Problem requirements.
Nothing in the data may be altered; copy it all exactly.
== Segment start ==
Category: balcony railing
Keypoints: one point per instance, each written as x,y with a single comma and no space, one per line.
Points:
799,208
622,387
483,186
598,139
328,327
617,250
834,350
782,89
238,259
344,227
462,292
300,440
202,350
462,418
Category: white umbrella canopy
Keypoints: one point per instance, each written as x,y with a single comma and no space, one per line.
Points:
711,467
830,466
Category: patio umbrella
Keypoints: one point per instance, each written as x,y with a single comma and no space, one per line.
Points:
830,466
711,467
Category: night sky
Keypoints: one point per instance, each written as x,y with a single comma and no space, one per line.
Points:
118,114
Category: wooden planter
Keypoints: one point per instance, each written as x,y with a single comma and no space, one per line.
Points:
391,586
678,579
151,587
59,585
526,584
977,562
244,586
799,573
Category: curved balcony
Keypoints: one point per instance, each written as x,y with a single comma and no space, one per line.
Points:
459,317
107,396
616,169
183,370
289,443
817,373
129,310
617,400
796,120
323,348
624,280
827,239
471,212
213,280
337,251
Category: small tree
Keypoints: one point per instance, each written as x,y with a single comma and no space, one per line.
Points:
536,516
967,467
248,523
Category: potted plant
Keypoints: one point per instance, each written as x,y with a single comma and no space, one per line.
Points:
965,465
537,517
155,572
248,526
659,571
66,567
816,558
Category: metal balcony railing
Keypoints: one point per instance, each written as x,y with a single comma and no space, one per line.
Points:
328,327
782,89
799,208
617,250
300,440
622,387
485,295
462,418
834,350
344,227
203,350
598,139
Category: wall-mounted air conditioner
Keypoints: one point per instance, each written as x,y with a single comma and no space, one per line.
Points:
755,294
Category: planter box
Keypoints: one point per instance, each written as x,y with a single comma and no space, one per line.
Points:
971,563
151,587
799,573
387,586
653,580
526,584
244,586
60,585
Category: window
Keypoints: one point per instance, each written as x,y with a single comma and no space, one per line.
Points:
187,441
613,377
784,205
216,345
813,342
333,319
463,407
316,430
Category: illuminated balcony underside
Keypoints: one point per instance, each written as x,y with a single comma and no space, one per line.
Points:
== Segment end ==
Written solution.
Category: balcony railing
Keypoints: one point per instance, each written as x,y with a single comma and no space, one per line.
Points:
799,208
622,387
483,186
598,139
328,327
617,250
834,350
782,89
238,259
344,227
462,292
300,440
202,350
462,418
Category: white umbrella canopy
Keypoints: one point per instance, each written as x,y with a single comma and no space, one per line.
Points:
711,467
830,466
Category: patio umbrella
Keypoints: one point per instance, each written as x,y with a single comma and no space, one per line.
Points:
830,466
711,467
Category: night sky
Keypoints: one point per instance, each written as x,y with a single comma and no space, one per line.
Points:
118,114
Category: wooden planter
Keypoints: one point per instance, each written as x,y with a single comma and no space, one per line.
Points:
391,586
678,579
151,587
59,585
526,584
977,562
244,586
799,573
Category: curved balcony
Keypoints: one point per instance, each written as x,y with a single comma and no space, one per line.
Points:
459,317
107,396
616,169
183,370
289,443
817,373
129,310
617,400
796,120
323,348
624,280
827,239
471,212
213,280
337,251
Category: small tree
Keypoints: one point per instance, each written as x,y with a single comma and no space, one per line.
Points:
536,516
967,467
248,523
Category: potted plant
Keypoints: one point per instance, each written as x,y with a single comma and no space, one per line.
Points:
965,465
537,517
155,572
248,526
659,571
66,567
816,558
Category: metal balcony railing
Keypoints: one point per instance, each written as x,y with a single comma and no space, one per line.
Points:
328,327
782,89
799,208
617,250
300,440
622,387
485,295
462,418
834,350
344,227
203,350
598,139
Category: wall-mounted air conditioner
Keypoints: one point per instance, each written as x,y with a single comma and no space, one per line.
Points:
755,294
Category: planter box
Keypoints: one point per instance, each written as x,y with a single comma and no space, one per line.
Points:
971,563
151,587
799,573
387,586
653,580
526,584
244,586
60,585
Category: window
Keypoints: one point per instance, each written as x,y with a single comma and no space, one per line.
Points:
187,441
613,377
784,205
216,345
813,342
333,319
463,407
316,430
Category: illuminated balcony underside
Keypoints: one point per instance, each written as x,y with a single comma and no space, one per line.
Points:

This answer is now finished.